DATA PROVIDED:

::::::::

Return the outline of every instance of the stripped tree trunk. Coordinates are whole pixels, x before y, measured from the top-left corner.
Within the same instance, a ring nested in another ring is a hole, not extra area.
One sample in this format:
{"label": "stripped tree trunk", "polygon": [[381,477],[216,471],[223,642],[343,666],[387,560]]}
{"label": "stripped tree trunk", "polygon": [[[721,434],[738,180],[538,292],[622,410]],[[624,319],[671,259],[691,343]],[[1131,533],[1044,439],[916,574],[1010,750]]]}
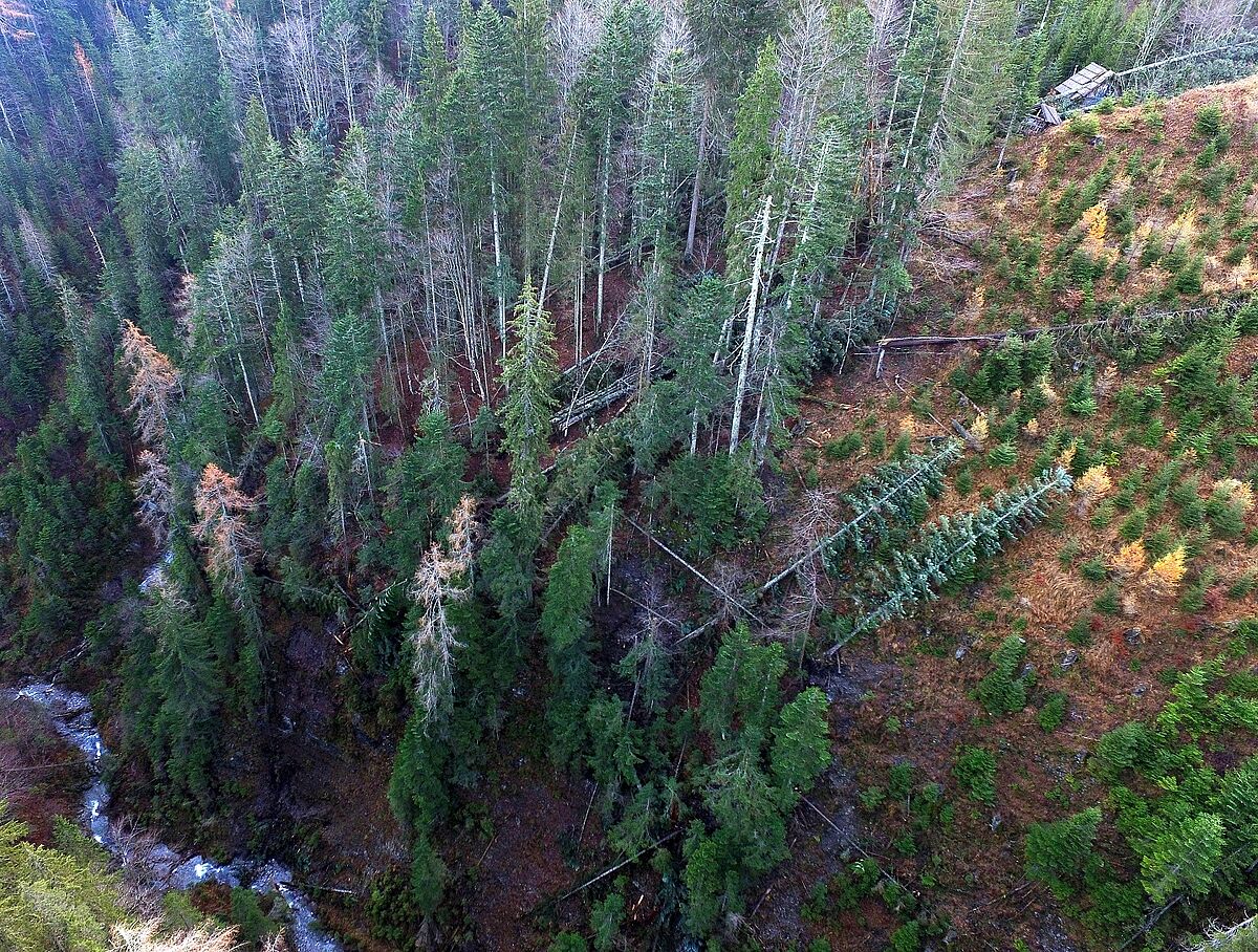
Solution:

::::::::

WRITTEN TASK: Copy the material above, replacing "top-left corner" with "upper-left corner" and leaving everything else the same. Leave the picture out.

ANSWER BELOW:
Return the outline of every instance of the stripped tree trunk. Coordinates are whole pixels, x before y, measured from the upper-left corner.
Within the same instance, a ring nested in another ring is a hole, not extra area.
One sample in this format:
{"label": "stripped tree trunk", "polygon": [[381,477],[216,471],[223,642],[343,666],[387,560]]}
{"label": "stripped tree trunk", "polygon": [[[721,434],[738,180],[538,292],[622,410]],[[624,319],[671,259],[691,343]],[[1131,533],[1044,439],[916,574],[1010,750]]]}
Solution:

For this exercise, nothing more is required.